-- Source material --
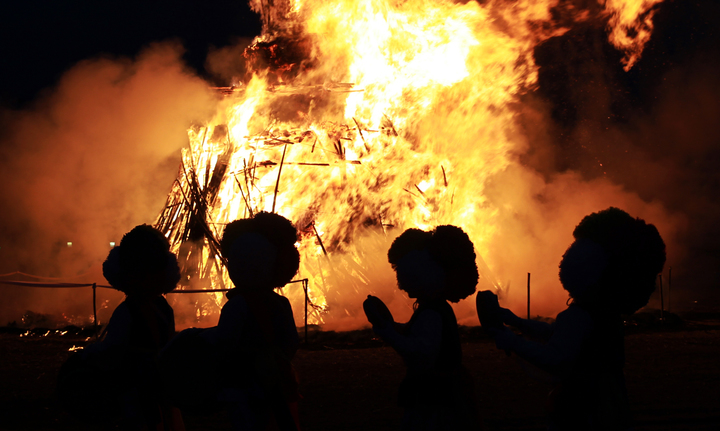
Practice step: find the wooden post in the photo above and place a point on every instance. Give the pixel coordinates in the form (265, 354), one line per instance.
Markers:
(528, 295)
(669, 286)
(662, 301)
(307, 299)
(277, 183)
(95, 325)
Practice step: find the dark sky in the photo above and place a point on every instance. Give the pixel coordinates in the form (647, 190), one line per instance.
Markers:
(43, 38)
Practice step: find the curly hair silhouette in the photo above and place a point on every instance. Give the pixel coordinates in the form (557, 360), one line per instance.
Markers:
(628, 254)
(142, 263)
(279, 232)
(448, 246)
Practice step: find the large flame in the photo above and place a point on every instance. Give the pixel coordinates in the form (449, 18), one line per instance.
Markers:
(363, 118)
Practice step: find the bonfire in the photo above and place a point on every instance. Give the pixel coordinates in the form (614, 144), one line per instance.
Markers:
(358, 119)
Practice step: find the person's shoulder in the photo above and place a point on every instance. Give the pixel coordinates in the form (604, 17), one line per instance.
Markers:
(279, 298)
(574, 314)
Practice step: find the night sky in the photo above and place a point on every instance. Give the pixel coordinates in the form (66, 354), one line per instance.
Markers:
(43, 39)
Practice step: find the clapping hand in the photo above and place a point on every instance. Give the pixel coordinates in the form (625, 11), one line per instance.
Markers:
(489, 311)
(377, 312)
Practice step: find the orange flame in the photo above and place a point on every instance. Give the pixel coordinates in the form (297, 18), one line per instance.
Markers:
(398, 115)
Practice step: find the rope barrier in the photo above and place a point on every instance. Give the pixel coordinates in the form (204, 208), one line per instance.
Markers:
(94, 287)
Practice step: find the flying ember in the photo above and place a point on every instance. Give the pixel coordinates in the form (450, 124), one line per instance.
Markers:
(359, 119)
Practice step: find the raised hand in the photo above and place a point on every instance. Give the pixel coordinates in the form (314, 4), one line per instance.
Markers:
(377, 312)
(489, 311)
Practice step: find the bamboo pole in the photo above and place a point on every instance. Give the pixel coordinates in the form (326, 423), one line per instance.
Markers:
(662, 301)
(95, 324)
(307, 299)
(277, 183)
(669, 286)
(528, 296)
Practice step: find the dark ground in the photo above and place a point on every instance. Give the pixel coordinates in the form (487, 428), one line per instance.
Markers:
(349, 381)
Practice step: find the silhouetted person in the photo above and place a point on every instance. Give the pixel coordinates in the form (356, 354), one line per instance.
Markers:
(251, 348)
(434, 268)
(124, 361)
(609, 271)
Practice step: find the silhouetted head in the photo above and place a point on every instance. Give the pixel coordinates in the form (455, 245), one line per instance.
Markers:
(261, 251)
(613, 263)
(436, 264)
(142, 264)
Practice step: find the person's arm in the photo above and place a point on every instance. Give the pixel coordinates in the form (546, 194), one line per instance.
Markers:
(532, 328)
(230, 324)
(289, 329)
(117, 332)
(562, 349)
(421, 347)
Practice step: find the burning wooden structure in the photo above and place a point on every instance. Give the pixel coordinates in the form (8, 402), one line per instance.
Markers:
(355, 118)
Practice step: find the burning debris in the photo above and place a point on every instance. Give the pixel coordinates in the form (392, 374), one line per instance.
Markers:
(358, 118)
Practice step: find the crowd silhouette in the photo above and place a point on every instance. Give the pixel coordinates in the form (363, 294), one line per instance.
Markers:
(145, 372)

-- What is being asked --
Check each line of the records for the word "hand" and extract those that contain it.

-- Exercise solution --
Practice step: find the clapping hand in the photo above and place a point on every instance. Give the pixel coordinates in the form (625, 11), one line per instance.
Practice step: find the raised hand in the photo above and place a point on every instance. Give the pixel coordinates in the form (314, 4), one line per instance.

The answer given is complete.